Retype, without any change, the line that contains "If you could mark the hiker" and every line that follows it to the end of the entries, and nothing else.

>>>

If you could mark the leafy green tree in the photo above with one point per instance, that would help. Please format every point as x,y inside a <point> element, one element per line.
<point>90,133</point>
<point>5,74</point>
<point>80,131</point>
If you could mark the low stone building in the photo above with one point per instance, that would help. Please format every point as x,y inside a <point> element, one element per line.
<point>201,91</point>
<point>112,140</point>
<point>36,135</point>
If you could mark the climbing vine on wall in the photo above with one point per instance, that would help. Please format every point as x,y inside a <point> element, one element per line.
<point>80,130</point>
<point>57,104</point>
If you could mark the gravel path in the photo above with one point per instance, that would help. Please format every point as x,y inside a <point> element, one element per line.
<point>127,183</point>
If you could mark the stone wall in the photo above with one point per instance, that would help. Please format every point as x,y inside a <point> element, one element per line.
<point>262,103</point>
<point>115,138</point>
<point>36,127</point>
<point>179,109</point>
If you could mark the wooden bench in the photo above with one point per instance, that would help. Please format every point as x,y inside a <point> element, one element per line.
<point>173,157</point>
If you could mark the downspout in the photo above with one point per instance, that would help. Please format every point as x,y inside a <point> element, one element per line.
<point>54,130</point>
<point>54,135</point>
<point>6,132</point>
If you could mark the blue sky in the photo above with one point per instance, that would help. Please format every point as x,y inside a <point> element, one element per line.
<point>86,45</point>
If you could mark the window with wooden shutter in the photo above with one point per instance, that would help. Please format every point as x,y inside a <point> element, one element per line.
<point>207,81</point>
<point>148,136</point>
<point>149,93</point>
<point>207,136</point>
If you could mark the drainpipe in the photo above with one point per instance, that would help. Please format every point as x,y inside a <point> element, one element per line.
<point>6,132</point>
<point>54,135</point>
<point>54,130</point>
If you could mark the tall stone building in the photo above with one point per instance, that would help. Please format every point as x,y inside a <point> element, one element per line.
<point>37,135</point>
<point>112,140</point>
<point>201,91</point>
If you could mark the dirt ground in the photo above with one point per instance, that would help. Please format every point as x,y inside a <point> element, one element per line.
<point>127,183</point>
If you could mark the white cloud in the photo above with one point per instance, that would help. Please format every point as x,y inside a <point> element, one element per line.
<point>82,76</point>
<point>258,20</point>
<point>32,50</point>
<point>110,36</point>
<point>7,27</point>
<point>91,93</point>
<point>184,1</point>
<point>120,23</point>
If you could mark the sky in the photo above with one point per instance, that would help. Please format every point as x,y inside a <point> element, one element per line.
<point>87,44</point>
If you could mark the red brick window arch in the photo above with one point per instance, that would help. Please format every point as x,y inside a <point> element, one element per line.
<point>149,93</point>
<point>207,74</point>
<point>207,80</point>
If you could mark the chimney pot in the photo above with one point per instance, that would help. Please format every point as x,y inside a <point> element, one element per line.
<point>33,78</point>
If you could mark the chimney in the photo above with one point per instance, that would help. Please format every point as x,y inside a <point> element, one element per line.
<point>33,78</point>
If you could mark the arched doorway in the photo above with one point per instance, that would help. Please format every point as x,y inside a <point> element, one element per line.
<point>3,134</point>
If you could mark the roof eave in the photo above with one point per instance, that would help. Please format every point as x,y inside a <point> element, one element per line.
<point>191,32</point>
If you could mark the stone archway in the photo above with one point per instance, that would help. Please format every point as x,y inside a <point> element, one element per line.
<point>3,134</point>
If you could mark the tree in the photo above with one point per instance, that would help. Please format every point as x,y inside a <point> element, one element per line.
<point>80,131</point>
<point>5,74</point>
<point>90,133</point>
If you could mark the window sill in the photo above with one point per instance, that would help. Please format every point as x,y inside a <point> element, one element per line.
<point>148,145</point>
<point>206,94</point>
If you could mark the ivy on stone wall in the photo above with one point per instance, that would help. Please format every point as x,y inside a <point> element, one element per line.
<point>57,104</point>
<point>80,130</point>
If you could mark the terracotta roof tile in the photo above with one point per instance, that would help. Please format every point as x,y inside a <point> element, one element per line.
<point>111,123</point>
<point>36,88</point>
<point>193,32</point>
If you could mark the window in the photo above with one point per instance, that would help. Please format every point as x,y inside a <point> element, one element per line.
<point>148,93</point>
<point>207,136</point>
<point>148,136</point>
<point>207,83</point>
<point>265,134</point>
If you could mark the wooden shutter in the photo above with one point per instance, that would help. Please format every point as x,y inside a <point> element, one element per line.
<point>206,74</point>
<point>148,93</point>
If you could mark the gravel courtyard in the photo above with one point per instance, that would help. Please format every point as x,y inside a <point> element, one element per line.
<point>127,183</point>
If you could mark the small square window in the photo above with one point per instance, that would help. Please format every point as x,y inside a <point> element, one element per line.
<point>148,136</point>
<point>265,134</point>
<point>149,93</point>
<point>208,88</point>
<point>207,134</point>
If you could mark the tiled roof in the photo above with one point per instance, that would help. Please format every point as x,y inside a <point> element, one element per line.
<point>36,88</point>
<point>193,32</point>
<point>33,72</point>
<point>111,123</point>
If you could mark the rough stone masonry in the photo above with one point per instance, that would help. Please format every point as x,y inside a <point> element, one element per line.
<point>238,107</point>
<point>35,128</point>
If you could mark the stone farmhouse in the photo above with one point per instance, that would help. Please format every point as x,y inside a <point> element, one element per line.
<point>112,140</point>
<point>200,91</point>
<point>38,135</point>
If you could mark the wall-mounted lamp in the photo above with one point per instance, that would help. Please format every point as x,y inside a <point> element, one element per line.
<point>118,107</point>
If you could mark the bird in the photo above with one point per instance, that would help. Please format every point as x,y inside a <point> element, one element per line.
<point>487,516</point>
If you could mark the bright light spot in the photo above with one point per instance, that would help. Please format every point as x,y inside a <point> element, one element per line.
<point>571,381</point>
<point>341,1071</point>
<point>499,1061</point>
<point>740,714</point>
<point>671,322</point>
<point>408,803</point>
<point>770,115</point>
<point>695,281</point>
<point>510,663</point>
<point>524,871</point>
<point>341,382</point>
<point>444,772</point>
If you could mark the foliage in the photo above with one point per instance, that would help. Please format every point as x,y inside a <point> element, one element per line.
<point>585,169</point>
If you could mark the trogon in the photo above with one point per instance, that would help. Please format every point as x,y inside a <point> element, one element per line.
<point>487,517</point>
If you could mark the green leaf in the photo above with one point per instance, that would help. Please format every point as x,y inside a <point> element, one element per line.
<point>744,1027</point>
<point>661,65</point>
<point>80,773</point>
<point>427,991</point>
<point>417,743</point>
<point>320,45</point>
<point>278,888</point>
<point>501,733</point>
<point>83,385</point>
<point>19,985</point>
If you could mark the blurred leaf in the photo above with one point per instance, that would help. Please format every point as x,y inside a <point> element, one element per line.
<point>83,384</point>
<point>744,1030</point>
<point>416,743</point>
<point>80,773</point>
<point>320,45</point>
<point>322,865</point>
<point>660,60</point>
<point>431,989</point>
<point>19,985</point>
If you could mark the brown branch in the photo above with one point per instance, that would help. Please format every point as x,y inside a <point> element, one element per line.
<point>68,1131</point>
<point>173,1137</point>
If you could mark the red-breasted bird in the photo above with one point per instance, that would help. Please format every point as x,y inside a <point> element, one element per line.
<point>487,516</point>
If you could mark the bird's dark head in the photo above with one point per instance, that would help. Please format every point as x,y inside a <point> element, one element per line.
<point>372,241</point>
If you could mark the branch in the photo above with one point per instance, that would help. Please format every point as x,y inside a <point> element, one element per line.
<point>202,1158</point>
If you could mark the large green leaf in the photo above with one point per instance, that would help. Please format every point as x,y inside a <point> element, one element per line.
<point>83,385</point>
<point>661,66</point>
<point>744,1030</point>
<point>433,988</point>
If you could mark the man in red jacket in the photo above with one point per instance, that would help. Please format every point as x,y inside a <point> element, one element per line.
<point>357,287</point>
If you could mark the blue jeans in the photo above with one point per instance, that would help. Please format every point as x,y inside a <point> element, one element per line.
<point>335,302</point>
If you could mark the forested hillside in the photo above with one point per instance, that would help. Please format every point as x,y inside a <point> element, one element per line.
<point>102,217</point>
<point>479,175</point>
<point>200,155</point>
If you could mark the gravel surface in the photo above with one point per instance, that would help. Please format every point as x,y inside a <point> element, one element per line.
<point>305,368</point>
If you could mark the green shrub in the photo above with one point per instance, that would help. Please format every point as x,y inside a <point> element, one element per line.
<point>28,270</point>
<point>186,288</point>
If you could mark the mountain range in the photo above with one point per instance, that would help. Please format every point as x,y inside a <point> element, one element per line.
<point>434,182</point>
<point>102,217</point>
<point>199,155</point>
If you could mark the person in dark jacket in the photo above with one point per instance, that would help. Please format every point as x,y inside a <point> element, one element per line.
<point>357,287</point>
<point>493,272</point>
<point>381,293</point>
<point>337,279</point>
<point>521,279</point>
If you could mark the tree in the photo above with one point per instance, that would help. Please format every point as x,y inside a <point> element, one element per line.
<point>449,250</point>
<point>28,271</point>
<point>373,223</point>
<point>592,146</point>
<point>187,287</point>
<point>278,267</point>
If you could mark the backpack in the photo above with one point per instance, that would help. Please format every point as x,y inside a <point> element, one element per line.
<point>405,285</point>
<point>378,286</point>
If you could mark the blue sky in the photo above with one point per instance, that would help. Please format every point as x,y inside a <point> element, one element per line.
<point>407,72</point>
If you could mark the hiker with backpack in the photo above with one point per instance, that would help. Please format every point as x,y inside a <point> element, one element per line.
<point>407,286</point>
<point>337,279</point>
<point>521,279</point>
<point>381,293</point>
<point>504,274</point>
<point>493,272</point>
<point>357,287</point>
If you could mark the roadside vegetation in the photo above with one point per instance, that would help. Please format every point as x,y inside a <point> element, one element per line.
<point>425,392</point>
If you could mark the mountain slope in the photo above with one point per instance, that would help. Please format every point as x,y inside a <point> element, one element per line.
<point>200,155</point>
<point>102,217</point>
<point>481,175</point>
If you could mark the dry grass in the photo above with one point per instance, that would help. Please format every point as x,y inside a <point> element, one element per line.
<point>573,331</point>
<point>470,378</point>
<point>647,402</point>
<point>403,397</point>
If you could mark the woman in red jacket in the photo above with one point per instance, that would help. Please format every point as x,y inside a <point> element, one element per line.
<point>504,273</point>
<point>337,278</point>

<<<

### Solution for this exercise
If you could mark the hiker with backpack in the photo above with one point per instance, that would help. Please format every point as x,y inside a <point> element, one element per line.
<point>407,286</point>
<point>337,279</point>
<point>521,279</point>
<point>381,293</point>
<point>504,274</point>
<point>493,272</point>
<point>357,287</point>
If you could mark the roadside vegetation in the photo above with one point per instance, that would help. Please format every point as x,y inside a <point> element, one element per line.
<point>425,392</point>
If you could mark the mountain slope in the photo above with one point per instance, that would help. Please format every point as x,y inside a <point> element, one element per line.
<point>200,155</point>
<point>102,217</point>
<point>481,175</point>
If you could mark the dry grass in the photo above with one point per instance, that would help. Please format every point as x,y inside a <point> element, one element per line.
<point>573,331</point>
<point>470,378</point>
<point>647,402</point>
<point>403,397</point>
If you could mark the woman in red jacket in the photo above with one point per instance, that would help. Please format every point as x,y inside a <point> element, one element per line.
<point>504,273</point>
<point>337,278</point>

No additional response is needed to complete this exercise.